# Supplied data start

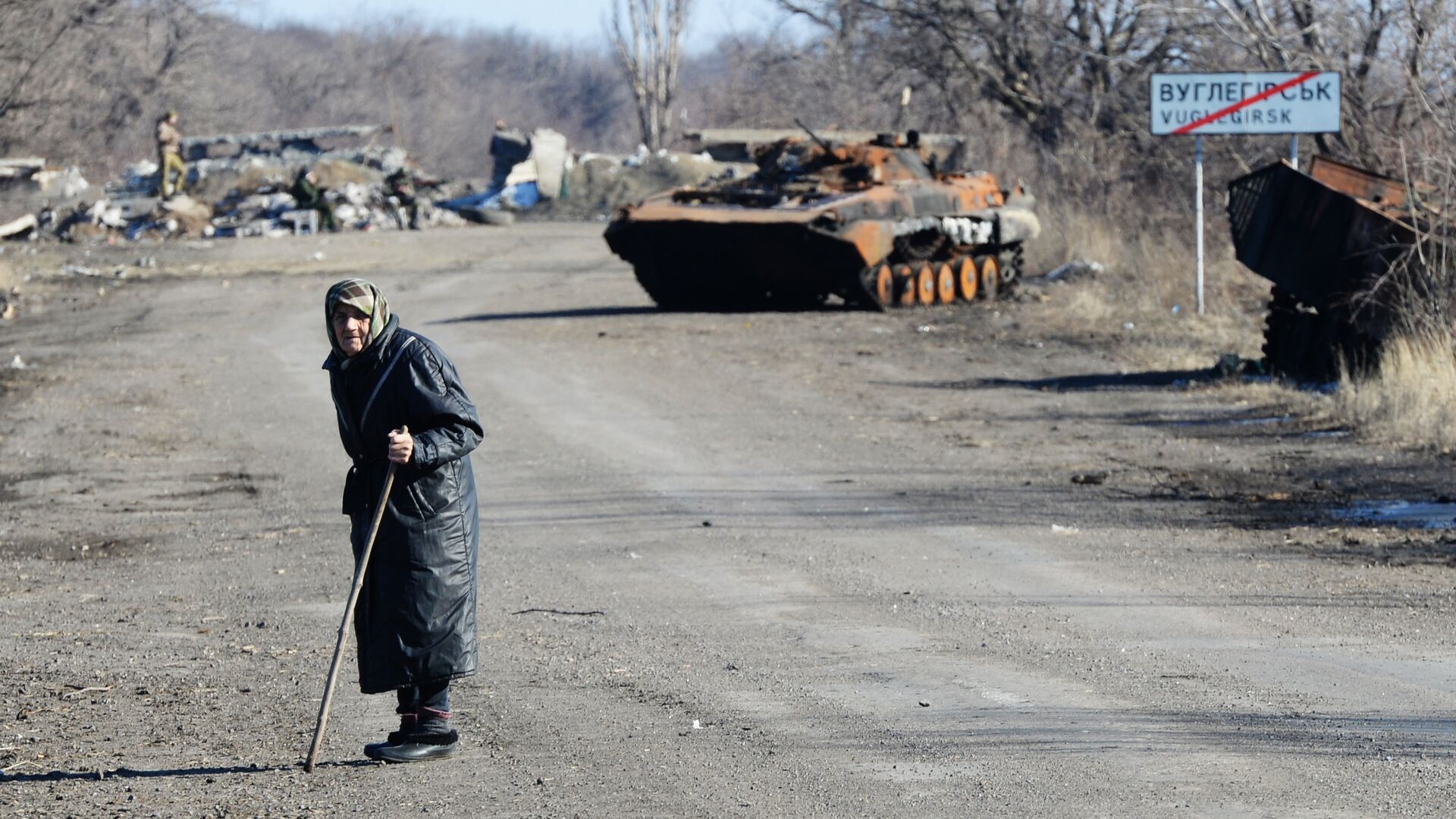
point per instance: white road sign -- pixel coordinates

# Supplied data end
# Supplied data start

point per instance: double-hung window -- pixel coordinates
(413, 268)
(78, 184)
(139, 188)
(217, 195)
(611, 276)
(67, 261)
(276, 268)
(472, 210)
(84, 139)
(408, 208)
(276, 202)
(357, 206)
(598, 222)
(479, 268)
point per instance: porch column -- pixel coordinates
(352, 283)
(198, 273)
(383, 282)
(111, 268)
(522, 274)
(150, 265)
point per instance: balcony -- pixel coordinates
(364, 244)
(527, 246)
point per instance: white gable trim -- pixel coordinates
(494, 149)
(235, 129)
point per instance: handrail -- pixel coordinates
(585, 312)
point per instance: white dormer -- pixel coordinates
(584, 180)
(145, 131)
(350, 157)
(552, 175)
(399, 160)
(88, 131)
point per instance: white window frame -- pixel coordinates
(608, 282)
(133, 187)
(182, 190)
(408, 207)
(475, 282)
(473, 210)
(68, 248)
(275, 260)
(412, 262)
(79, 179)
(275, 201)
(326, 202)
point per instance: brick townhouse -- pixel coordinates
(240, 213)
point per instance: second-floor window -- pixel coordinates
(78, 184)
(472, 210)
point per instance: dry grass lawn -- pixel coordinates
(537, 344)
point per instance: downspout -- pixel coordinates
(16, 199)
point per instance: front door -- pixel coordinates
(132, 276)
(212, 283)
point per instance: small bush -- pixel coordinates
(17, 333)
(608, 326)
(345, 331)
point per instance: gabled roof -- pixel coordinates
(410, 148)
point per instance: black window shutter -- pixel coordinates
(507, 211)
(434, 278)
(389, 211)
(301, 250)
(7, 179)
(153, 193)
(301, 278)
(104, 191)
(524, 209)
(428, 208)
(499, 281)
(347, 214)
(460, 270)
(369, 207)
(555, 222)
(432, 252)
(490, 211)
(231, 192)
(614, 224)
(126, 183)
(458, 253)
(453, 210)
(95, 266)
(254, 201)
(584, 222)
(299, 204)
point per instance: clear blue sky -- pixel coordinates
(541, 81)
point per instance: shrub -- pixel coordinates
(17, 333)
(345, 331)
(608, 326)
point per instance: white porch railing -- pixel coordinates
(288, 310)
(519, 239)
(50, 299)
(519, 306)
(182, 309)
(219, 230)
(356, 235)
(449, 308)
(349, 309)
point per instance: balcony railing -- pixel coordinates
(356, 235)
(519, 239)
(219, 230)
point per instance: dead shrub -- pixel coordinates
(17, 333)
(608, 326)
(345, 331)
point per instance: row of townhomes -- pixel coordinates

# Supplied data end

## To be done:
Substitute "hedge" for "shrub" in the stretch of lines from the one containing "point per instance: front" through the one containing "point per instance: row", and give only those lines, with everything else unchanged.

## Task output:
point per instance: front door -- pixel coordinates
(132, 276)
(212, 283)
point per instance: small bush -- pixel coordinates
(17, 333)
(608, 326)
(345, 331)
point per instance: gabled roof -- pixel coordinates
(410, 148)
point per instance: black window shutter -- pixel coordinates
(507, 211)
(434, 278)
(389, 211)
(301, 250)
(7, 179)
(153, 193)
(301, 278)
(104, 191)
(524, 209)
(428, 208)
(499, 281)
(347, 214)
(460, 270)
(369, 207)
(555, 222)
(432, 252)
(490, 211)
(231, 192)
(614, 224)
(126, 183)
(458, 253)
(453, 210)
(95, 266)
(254, 201)
(584, 222)
(299, 204)
point per instance: clear blue sky -- pixel coordinates
(541, 81)
point per instance: hedge -- pixel coordinates
(17, 333)
(345, 331)
(608, 326)
point per instance: white porch railing -- pixel coordinates
(288, 310)
(519, 239)
(50, 299)
(519, 306)
(182, 309)
(219, 230)
(356, 235)
(449, 308)
(349, 309)
point per instance: balcony railing -- pixel coordinates
(356, 235)
(519, 239)
(219, 230)
point per instance: dead hedge -- pixel coordinates
(17, 333)
(608, 326)
(345, 331)
point per instance: row of townhomes -- pixel coordinates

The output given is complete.